Segment Start: Extracted material
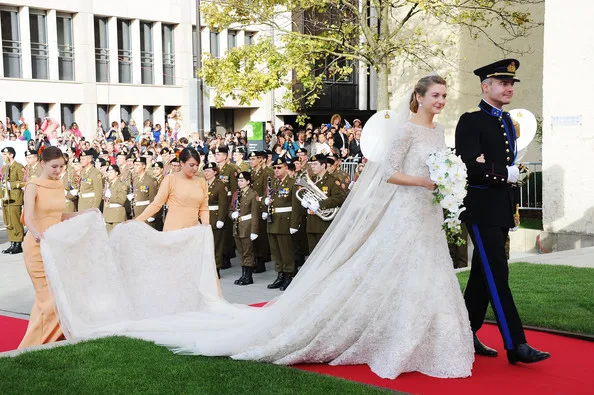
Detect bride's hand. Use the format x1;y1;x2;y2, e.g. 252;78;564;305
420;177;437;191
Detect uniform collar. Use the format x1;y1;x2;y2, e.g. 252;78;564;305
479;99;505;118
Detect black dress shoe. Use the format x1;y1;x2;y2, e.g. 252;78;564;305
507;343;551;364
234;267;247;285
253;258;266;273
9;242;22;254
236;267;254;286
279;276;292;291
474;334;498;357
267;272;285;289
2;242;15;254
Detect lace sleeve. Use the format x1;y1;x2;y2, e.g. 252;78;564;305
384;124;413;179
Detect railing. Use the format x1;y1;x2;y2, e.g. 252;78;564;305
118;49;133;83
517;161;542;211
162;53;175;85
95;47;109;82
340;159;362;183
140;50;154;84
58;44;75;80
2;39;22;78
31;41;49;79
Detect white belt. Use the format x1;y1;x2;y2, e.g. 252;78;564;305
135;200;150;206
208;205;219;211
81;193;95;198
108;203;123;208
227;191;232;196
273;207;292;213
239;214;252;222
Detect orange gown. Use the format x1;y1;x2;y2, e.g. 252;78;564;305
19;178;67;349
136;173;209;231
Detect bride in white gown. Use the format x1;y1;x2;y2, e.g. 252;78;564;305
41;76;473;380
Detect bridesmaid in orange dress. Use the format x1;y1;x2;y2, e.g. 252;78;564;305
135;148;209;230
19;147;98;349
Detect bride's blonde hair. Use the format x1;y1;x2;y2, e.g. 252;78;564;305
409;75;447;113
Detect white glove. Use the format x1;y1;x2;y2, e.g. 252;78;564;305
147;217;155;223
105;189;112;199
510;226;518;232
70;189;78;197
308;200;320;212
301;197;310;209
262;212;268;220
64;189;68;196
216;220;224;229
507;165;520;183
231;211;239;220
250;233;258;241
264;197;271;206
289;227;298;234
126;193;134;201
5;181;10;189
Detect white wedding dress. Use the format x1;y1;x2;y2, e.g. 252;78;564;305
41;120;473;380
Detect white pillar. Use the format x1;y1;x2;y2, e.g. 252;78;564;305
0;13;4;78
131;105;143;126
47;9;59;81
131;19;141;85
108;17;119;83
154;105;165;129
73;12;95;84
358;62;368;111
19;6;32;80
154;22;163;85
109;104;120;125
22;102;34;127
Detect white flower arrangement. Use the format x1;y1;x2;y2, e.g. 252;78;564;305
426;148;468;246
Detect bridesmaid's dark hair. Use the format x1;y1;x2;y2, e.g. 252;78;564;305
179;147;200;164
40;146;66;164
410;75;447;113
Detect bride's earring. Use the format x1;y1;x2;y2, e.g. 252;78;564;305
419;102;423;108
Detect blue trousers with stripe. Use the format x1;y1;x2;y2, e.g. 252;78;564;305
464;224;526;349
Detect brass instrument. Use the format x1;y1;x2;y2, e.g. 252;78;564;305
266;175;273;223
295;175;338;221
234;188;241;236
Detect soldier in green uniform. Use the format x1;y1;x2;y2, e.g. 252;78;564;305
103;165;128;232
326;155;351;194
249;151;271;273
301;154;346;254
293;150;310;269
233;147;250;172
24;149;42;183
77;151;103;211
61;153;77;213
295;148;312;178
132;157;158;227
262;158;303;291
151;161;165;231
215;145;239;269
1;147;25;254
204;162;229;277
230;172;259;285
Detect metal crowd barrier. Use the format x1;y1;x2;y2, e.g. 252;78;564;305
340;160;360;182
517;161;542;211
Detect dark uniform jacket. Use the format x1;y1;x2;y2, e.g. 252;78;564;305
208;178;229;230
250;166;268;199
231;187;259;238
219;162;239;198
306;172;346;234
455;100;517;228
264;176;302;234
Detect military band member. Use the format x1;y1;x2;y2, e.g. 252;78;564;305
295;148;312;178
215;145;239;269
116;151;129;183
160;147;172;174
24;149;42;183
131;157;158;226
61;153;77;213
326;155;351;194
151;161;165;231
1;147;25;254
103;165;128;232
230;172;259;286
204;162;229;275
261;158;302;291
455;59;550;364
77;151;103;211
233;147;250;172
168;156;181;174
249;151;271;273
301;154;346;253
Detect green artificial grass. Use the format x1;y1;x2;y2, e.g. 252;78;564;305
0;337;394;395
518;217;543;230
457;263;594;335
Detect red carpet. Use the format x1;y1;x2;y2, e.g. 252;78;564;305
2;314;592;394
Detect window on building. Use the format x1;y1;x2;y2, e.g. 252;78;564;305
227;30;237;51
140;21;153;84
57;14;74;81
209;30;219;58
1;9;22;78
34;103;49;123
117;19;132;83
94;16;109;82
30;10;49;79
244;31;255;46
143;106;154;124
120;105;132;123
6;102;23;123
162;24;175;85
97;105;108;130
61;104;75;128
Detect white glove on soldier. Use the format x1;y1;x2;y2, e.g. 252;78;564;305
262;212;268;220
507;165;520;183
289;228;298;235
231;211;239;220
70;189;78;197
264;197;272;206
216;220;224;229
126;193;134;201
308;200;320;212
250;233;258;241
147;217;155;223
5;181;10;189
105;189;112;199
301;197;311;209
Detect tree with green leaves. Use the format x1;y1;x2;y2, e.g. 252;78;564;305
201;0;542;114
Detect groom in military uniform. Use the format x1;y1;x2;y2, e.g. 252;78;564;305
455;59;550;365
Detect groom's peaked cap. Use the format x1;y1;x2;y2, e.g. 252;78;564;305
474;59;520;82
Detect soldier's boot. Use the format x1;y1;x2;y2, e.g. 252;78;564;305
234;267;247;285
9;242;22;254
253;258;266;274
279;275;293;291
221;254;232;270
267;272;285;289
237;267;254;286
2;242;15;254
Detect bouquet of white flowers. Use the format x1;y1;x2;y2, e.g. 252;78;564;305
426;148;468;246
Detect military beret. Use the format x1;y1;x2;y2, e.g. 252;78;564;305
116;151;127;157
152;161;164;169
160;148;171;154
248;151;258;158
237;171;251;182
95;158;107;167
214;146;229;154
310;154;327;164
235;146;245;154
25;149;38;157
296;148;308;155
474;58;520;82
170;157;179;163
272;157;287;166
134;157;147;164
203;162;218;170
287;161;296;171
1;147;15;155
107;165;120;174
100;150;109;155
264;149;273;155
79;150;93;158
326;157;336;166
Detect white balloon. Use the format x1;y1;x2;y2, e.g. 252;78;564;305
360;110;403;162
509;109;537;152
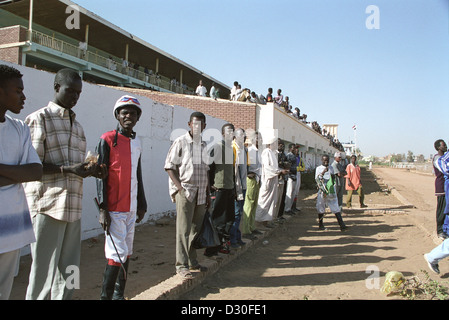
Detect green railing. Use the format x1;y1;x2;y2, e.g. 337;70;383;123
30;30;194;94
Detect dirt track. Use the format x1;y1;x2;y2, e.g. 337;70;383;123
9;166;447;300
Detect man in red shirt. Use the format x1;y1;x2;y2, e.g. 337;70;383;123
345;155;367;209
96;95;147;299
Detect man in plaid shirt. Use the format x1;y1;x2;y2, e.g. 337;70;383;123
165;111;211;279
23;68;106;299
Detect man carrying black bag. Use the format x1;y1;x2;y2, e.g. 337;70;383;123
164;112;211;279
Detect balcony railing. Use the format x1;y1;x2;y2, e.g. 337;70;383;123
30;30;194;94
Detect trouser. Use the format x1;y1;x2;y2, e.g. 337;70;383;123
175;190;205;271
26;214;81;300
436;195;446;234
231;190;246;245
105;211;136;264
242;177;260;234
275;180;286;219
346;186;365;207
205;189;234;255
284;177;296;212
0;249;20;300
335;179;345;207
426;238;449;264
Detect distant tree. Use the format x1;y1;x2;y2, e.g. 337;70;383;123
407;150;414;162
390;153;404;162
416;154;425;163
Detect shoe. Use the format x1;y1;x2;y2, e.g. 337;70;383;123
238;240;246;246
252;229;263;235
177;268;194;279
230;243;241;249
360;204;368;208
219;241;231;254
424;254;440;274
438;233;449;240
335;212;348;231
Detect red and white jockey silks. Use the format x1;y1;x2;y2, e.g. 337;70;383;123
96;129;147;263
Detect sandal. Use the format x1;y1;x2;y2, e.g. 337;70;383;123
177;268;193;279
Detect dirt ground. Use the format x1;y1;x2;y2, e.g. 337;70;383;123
Segment End: Extracted material
Segment Start: Extracted material
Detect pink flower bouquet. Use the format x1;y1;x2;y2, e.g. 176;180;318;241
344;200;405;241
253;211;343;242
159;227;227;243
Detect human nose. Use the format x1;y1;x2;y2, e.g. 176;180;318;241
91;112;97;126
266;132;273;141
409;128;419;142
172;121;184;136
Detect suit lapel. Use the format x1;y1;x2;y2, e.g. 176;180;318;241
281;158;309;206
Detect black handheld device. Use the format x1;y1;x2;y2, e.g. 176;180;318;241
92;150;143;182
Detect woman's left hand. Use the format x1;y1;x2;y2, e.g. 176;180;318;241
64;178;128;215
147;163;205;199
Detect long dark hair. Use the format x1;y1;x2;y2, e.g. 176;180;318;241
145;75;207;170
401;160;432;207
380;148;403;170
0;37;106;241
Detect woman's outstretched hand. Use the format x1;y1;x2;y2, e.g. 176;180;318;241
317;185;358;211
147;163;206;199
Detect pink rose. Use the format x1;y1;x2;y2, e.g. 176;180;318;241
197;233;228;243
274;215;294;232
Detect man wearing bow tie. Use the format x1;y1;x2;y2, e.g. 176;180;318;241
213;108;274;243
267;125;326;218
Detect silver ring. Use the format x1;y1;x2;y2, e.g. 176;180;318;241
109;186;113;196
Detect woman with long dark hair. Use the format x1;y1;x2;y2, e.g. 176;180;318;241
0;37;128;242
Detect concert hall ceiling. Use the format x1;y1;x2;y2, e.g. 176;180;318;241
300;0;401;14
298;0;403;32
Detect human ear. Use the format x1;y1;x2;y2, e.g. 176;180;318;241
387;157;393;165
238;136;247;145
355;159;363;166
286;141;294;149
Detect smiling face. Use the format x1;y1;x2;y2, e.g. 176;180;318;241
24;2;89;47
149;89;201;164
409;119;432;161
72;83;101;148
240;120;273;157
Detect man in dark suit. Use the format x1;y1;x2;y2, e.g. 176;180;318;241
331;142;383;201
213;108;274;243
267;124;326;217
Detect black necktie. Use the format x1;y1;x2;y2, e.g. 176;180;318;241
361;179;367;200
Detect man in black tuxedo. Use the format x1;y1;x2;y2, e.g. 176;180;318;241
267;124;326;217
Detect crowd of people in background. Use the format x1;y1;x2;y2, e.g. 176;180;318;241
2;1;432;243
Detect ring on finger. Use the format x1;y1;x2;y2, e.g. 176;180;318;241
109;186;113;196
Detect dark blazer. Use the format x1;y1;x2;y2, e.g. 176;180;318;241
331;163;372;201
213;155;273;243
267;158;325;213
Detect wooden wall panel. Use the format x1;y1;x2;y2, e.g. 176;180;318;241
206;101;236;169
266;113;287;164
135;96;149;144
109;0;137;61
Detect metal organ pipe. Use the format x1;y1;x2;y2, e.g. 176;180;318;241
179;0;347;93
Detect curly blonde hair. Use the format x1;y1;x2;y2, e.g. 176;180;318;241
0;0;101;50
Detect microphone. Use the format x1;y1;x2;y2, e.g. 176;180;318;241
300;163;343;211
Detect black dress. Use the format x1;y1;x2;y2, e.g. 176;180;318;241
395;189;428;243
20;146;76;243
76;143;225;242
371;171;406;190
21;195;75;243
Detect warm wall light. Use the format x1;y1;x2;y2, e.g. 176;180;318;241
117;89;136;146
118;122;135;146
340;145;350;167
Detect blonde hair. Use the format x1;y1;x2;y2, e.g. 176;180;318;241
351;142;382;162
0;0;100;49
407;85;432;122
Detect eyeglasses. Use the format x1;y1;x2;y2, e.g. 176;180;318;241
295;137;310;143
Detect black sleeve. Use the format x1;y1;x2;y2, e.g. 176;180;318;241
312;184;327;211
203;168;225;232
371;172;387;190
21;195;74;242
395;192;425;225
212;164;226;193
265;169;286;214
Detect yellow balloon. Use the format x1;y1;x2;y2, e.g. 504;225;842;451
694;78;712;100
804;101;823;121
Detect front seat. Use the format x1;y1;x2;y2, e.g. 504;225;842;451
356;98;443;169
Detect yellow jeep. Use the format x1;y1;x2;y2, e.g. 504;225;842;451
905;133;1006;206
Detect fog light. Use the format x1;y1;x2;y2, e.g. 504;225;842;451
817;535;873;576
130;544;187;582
Segment End: Extracted material
Segment Start: Extracted material
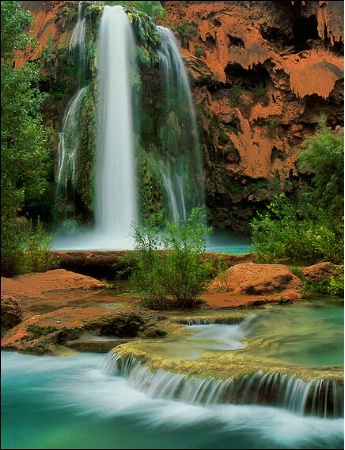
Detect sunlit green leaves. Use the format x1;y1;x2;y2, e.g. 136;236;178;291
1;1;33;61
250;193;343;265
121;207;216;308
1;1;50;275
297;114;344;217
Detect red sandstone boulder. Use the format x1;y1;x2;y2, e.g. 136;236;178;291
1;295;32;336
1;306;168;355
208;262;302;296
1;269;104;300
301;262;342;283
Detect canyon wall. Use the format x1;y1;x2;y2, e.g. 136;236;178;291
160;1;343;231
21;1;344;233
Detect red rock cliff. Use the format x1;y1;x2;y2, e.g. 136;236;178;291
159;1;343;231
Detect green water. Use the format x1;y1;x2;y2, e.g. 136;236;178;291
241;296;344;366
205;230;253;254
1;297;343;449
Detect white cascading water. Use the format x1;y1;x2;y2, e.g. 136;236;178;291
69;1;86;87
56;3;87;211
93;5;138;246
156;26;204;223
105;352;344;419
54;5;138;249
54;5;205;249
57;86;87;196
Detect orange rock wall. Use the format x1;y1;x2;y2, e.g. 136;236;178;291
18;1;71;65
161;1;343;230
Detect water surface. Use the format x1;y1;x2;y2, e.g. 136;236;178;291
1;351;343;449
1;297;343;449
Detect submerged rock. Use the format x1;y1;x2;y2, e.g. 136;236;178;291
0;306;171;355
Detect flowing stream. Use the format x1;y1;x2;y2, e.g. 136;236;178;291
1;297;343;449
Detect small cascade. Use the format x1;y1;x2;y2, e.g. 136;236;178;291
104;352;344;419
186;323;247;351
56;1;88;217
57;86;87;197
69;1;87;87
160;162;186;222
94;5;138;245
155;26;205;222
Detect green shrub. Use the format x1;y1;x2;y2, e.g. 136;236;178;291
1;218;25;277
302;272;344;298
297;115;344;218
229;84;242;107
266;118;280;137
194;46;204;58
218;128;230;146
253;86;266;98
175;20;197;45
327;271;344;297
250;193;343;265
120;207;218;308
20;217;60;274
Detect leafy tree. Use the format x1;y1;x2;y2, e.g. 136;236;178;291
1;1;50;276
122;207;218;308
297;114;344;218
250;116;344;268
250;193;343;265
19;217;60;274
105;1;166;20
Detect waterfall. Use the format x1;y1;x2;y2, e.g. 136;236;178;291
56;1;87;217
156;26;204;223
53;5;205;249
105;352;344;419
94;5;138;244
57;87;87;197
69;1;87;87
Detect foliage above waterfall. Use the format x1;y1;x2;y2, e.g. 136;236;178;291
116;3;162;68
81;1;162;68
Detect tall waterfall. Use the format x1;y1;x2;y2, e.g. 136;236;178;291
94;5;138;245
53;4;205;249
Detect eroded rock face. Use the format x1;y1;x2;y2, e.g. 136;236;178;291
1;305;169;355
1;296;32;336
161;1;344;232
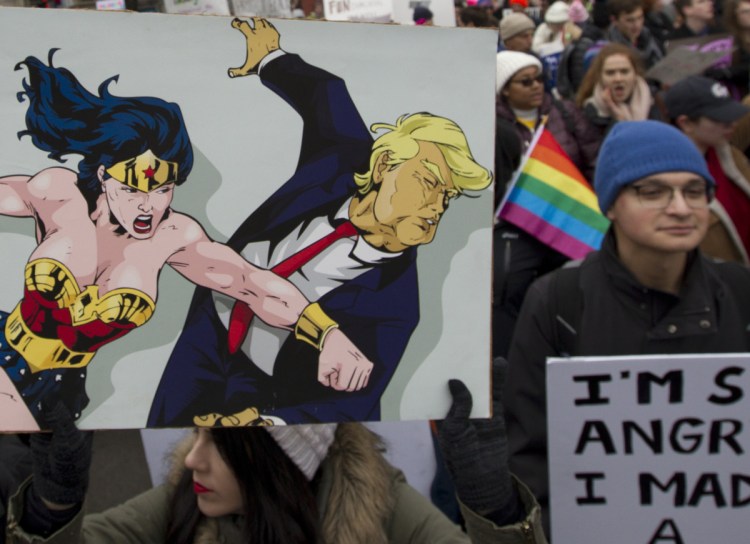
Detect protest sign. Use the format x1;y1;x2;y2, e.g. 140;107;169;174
Segment End: Extracted material
**Problem description:**
Transcribe the lines above exactly, beginning at the one with "Detect green water." and ending at the one with "Detect protest sign.". Include both; exclude the pictures.

**Response:**
Detect green water. Use the format x1;y1;x2;y2, e.g. 136;236;178;291
241;296;344;366
205;230;253;254
1;297;343;449
Detect white cascading water. Use the format x1;y1;x2;y2, e.g. 136;236;178;291
69;1;86;87
56;3;87;211
93;5;138;246
156;26;204;223
105;352;344;419
54;5;138;249
54;5;205;249
57;86;87;196
Detect orange rock wall. Use the format x1;y1;x2;y2, e.g. 136;236;178;291
18;1;71;65
161;1;343;230
Detect water surface. Use the format x1;y1;x2;y2, e.g. 136;236;178;291
1;351;343;449
1;297;343;449
Detect submerged rock. Use the format x1;y1;x2;y2, e.g. 136;236;178;291
0;306;171;355
Detect flowing stream. Use the format x1;y1;x2;y2, e.g. 136;236;178;291
1;297;343;449
Detect small cascade. Use the format x1;y1;x2;y2, e.g. 136;236;178;291
104;352;344;419
186;323;247;351
56;1;88;217
57;86;87;197
69;1;87;87
160;162;186;222
94;5;138;245
155;26;205;222
Detect green shrub. Use the format x1;y1;x2;y2, e.g. 136;236;178;291
1;218;25;277
302;272;344;298
297;115;344;218
229;84;242;107
266;118;280;137
194;46;204;58
218;128;230;146
253;86;266;98
175;20;197;45
327;271;344;297
250;193;343;265
120;207;218;308
20;217;60;274
Detect leafy tree. Use the format x1;y1;x2;y2, e.g. 136;236;178;291
1;1;50;276
122;207;218;308
297;114;344;218
250;116;344;268
250;193;343;265
19;217;60;274
105;1;166;20
Detect waterfall. Use the format x1;y1;x2;y2, e.g. 136;236;178;291
56;1;87;217
156;26;204;223
53;5;205;249
105;352;344;419
94;5;138;244
57;87;87;197
69;1;87;87
Detect foliage above waterfall. Use the format x1;y1;x2;y2, e.g. 136;236;178;291
116;3;162;68
81;1;162;68
Detect tall waterfall. Use the format x1;y1;x2;y2, e.g. 136;236;178;291
94;5;138;245
53;4;205;249
Detect eroded rock face. Use the format x1;y1;x2;y2, e.g. 136;236;178;291
1;305;169;355
1;296;32;336
161;1;344;232
Detect protest sign. Use the format x1;y1;x2;y2, e.g. 140;107;169;174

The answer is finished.